Listed entries:

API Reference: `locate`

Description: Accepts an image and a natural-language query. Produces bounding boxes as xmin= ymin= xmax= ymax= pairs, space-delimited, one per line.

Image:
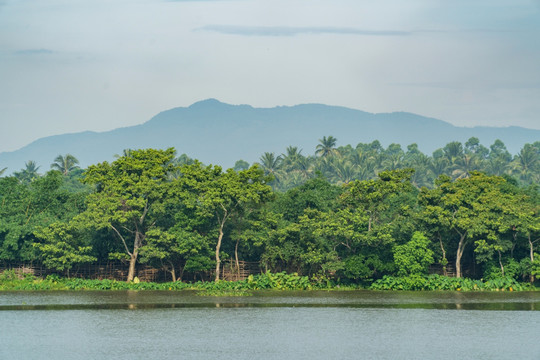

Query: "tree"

xmin=341 ymin=169 xmax=414 ymax=232
xmin=258 ymin=152 xmax=282 ymax=185
xmin=419 ymin=173 xmax=513 ymax=278
xmin=233 ymin=160 xmax=250 ymax=172
xmin=0 ymin=167 xmax=6 ymax=176
xmin=0 ymin=171 xmax=87 ymax=264
xmin=51 ymin=154 xmax=80 ymax=175
xmin=34 ymin=222 xmax=96 ymax=277
xmin=393 ymin=232 xmax=434 ymax=276
xmin=316 ymin=136 xmax=339 ymax=157
xmin=511 ymin=143 xmax=539 ymax=183
xmin=138 ymin=228 xmax=211 ymax=282
xmin=175 ymin=163 xmax=273 ymax=281
xmin=13 ymin=161 xmax=40 ymax=184
xmin=78 ymin=148 xmax=176 ymax=281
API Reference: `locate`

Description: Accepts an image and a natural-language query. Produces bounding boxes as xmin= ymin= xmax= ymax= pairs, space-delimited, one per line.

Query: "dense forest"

xmin=0 ymin=137 xmax=539 ymax=288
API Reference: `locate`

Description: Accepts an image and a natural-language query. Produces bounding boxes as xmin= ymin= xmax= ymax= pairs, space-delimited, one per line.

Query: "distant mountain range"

xmin=1 ymin=99 xmax=539 ymax=173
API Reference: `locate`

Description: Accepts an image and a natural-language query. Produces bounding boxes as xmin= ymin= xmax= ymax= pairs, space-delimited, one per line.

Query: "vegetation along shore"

xmin=1 ymin=137 xmax=538 ymax=291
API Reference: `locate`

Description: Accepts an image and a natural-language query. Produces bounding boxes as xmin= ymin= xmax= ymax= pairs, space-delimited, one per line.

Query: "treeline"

xmin=0 ymin=139 xmax=539 ymax=286
xmin=250 ymin=136 xmax=540 ymax=191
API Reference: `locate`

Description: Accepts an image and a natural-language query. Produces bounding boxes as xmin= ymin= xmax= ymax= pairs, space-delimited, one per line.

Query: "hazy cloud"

xmin=198 ymin=25 xmax=411 ymax=37
xmin=390 ymin=82 xmax=540 ymax=90
xmin=14 ymin=49 xmax=55 ymax=56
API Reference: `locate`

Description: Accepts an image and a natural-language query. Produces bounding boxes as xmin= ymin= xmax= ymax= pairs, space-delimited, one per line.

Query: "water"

xmin=1 ymin=290 xmax=539 ymax=360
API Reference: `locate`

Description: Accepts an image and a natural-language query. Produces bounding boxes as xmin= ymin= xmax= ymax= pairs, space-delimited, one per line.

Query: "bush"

xmin=369 ymin=274 xmax=530 ymax=291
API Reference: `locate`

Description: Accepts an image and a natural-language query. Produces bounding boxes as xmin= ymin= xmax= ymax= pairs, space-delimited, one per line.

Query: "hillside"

xmin=1 ymin=99 xmax=539 ymax=173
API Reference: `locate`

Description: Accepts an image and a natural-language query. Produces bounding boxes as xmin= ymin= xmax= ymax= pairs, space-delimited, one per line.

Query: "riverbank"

xmin=1 ymin=270 xmax=537 ymax=292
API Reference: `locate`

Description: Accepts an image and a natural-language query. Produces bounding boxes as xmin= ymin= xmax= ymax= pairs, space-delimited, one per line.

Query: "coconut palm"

xmin=315 ymin=136 xmax=339 ymax=157
xmin=428 ymin=157 xmax=450 ymax=179
xmin=451 ymin=154 xmax=481 ymax=180
xmin=442 ymin=141 xmax=464 ymax=165
xmin=51 ymin=154 xmax=80 ymax=175
xmin=382 ymin=152 xmax=404 ymax=171
xmin=259 ymin=152 xmax=282 ymax=181
xmin=281 ymin=146 xmax=304 ymax=171
xmin=14 ymin=160 xmax=40 ymax=184
xmin=510 ymin=143 xmax=539 ymax=183
xmin=331 ymin=159 xmax=357 ymax=185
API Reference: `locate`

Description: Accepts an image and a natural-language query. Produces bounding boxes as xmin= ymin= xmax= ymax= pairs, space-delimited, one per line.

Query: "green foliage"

xmin=34 ymin=222 xmax=96 ymax=273
xmin=244 ymin=272 xmax=312 ymax=290
xmin=393 ymin=232 xmax=434 ymax=276
xmin=370 ymin=274 xmax=530 ymax=291
xmin=1 ymin=141 xmax=538 ymax=291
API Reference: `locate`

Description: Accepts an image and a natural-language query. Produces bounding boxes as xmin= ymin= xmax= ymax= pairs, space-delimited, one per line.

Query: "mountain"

xmin=1 ymin=99 xmax=539 ymax=173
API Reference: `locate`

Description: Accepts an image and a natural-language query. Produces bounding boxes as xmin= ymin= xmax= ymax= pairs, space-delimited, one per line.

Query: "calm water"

xmin=1 ymin=290 xmax=539 ymax=360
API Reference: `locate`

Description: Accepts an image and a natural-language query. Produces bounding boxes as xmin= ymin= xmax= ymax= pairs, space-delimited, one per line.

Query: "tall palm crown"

xmin=14 ymin=160 xmax=40 ymax=184
xmin=51 ymin=154 xmax=80 ymax=175
xmin=259 ymin=152 xmax=282 ymax=177
xmin=315 ymin=136 xmax=339 ymax=157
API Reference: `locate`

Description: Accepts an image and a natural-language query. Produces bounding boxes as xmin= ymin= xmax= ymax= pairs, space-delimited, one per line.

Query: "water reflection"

xmin=0 ymin=290 xmax=539 ymax=311
xmin=1 ymin=291 xmax=540 ymax=360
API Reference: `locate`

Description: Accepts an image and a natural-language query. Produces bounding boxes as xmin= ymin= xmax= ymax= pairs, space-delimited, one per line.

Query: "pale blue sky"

xmin=1 ymin=0 xmax=539 ymax=152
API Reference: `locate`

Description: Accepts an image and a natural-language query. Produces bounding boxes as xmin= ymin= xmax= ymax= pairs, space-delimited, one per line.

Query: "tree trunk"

xmin=498 ymin=250 xmax=505 ymax=277
xmin=235 ymin=238 xmax=240 ymax=280
xmin=127 ymin=250 xmax=138 ymax=282
xmin=455 ymin=235 xmax=467 ymax=278
xmin=214 ymin=222 xmax=225 ymax=282
xmin=167 ymin=261 xmax=177 ymax=282
xmin=439 ymin=234 xmax=447 ymax=276
xmin=530 ymin=236 xmax=536 ymax=283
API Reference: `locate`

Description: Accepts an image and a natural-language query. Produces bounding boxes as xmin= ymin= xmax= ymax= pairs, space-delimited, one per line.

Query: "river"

xmin=1 ymin=290 xmax=539 ymax=359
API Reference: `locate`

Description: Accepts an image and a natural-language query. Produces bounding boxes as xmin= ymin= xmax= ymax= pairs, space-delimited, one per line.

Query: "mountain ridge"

xmin=1 ymin=99 xmax=538 ymax=173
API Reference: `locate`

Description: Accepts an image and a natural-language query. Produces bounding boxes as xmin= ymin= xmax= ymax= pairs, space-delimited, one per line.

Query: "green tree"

Problem requirements: Take the entries above and set them down exactly, minus the pictures.

Problem solution:
API Reference: `locate`

Description: Accepts an image and a natural-language query. Produces bounding boxes as xmin= ymin= xmax= ymax= pairs, space-delimited, one per line.

Image:

Query: "tree"

xmin=341 ymin=169 xmax=414 ymax=232
xmin=258 ymin=152 xmax=282 ymax=185
xmin=419 ymin=173 xmax=513 ymax=278
xmin=233 ymin=160 xmax=250 ymax=172
xmin=0 ymin=167 xmax=6 ymax=176
xmin=0 ymin=171 xmax=87 ymax=264
xmin=51 ymin=154 xmax=80 ymax=175
xmin=34 ymin=222 xmax=96 ymax=277
xmin=393 ymin=232 xmax=434 ymax=276
xmin=316 ymin=136 xmax=339 ymax=157
xmin=511 ymin=143 xmax=539 ymax=183
xmin=138 ymin=228 xmax=211 ymax=282
xmin=175 ymin=163 xmax=273 ymax=281
xmin=13 ymin=161 xmax=40 ymax=184
xmin=78 ymin=148 xmax=176 ymax=281
API Reference: `locate`

Description: Accepts an image and a natural-language query. Produces bounding boxes as xmin= ymin= xmax= ymax= pairs, space-delimited, one per line.

Query: "dense forest"

xmin=0 ymin=137 xmax=539 ymax=288
API Reference: `locate`

Description: Accepts an image and a natural-language query. Produces bounding boxes as xmin= ymin= xmax= ymax= pairs, space-delimited, one per line.

Query: "distant mountain range"

xmin=1 ymin=99 xmax=539 ymax=173
API Reference: `locate`

Description: Accepts an image and a natural-language query. Produces bounding boxes as xmin= ymin= xmax= ymax= pairs, space-delimited, one per line.

Query: "vegetation along shore"

xmin=1 ymin=137 xmax=538 ymax=291
API Reference: `locate`

Description: Accepts an image and a natural-language query. Produces bounding boxes as xmin= ymin= xmax= ymax= pairs, space-delimited, one per line.

Query: "treeline"

xmin=0 ymin=139 xmax=539 ymax=286
xmin=250 ymin=136 xmax=540 ymax=191
API Reference: `locate`

Description: Accepts an image and a natural-language query. Produces bounding boxes as xmin= ymin= xmax= ymax= pairs, space-delimited, one per line.

Query: "hazy cloud"

xmin=198 ymin=25 xmax=411 ymax=37
xmin=390 ymin=82 xmax=540 ymax=90
xmin=14 ymin=49 xmax=55 ymax=56
API Reference: `locate`

Description: Accepts an image and a natural-language query. Produces bounding boxes as xmin= ymin= xmax= ymax= pairs, space-delimited, one per line.

Query: "water"

xmin=1 ymin=290 xmax=539 ymax=360
API Reference: `locate`

Description: Accepts an image and a natural-language query. Produces bounding boxes as xmin= ymin= xmax= ymax= pairs, space-delimited, one per line.

Query: "bush"

xmin=369 ymin=274 xmax=530 ymax=291
API Reference: `locate`

Description: Accepts an image and a natural-language query. Produces bounding boxes as xmin= ymin= xmax= ymax= pairs, space-delimited, one per line.

Query: "hillside"

xmin=1 ymin=99 xmax=539 ymax=173
API Reference: `locate`

Description: Accepts an image and a natural-language query. Produces bounding boxes as xmin= ymin= xmax= ymax= pairs, space-delimited, one per line.

Query: "riverbank"

xmin=1 ymin=270 xmax=537 ymax=292
API Reference: `locate`

Description: Accepts an image and a natural-language query. Produces bounding boxes as xmin= ymin= xmax= ymax= pairs, space-delimited, one per line.

Query: "coconut palm"

xmin=315 ymin=136 xmax=339 ymax=157
xmin=428 ymin=157 xmax=450 ymax=179
xmin=451 ymin=154 xmax=481 ymax=180
xmin=442 ymin=141 xmax=464 ymax=165
xmin=51 ymin=154 xmax=80 ymax=175
xmin=382 ymin=152 xmax=404 ymax=171
xmin=259 ymin=152 xmax=282 ymax=181
xmin=281 ymin=146 xmax=304 ymax=171
xmin=14 ymin=160 xmax=40 ymax=184
xmin=510 ymin=143 xmax=539 ymax=183
xmin=331 ymin=159 xmax=357 ymax=185
API Reference: `locate`

Description: Accepts an image and a natural-language query. Produces bounding boxes as xmin= ymin= xmax= ymax= pairs, space-delimited, one per line.

Query: "green foliage"

xmin=34 ymin=222 xmax=96 ymax=273
xmin=244 ymin=272 xmax=312 ymax=290
xmin=393 ymin=232 xmax=434 ymax=276
xmin=370 ymin=274 xmax=530 ymax=291
xmin=1 ymin=141 xmax=538 ymax=291
API Reference: `locate`

Description: Accepts an image and a natural-language query. Produces bounding boxes as xmin= ymin= xmax= ymax= pairs, space-delimited, one per line.

Query: "mountain"

xmin=1 ymin=99 xmax=539 ymax=173
API Reference: `locate`

Description: Accepts an image and a natural-language query. Produces bounding boxes as xmin= ymin= xmax= ymax= pairs, space-delimited, one per line.

Query: "calm water"

xmin=1 ymin=290 xmax=539 ymax=360
API Reference: `locate`

Description: Accepts an image and a natural-language query. Produces bounding boxes as xmin= ymin= xmax= ymax= pairs, space-delimited, one per line.

Query: "tall palm crown"

xmin=14 ymin=160 xmax=40 ymax=184
xmin=51 ymin=154 xmax=80 ymax=175
xmin=259 ymin=152 xmax=282 ymax=177
xmin=315 ymin=136 xmax=339 ymax=157
API Reference: `locate`

Description: Accepts an image and a natural-language query. Produces bounding boxes as xmin= ymin= xmax= ymax= pairs, space-delimited, one per line.

Query: "water reflection"

xmin=0 ymin=290 xmax=539 ymax=311
xmin=1 ymin=291 xmax=540 ymax=360
API Reference: `locate`

Description: Accepts an image and a natural-language query. Produces bounding boxes as xmin= ymin= xmax= ymax= pairs, space-delimited, one per line.

Query: "pale blue sky"

xmin=1 ymin=0 xmax=539 ymax=152
API Reference: `locate`

Description: Accepts an image and a natural-language query. Produces bounding boxes as xmin= ymin= xmax= ymax= pairs, space-delimited, one per line.

Query: "tree trunk"

xmin=498 ymin=250 xmax=505 ymax=277
xmin=235 ymin=238 xmax=240 ymax=280
xmin=127 ymin=250 xmax=138 ymax=282
xmin=455 ymin=235 xmax=467 ymax=278
xmin=214 ymin=222 xmax=225 ymax=282
xmin=167 ymin=261 xmax=177 ymax=282
xmin=439 ymin=234 xmax=447 ymax=276
xmin=530 ymin=236 xmax=536 ymax=283
API Reference: `locate`

Description: Accepts an image and a natural-language query. Produces bounding boxes as xmin= ymin= xmax= ymax= pairs, space-delimited, one per line.

Query: "river"

xmin=1 ymin=290 xmax=539 ymax=359
API Reference: `locate`

Description: Accepts an image and a natural-language query. Produces bounding boxes as xmin= ymin= xmax= ymax= pairs, space-delimited, one per line.

Query: "mountain ridge"

xmin=1 ymin=99 xmax=538 ymax=173
API Reference: `locate`

Description: Accepts an image and a natural-language query. Produces bounding boxes as xmin= ymin= xmax= ymax= pairs, space-delimited, one per line.

Query: "green tree"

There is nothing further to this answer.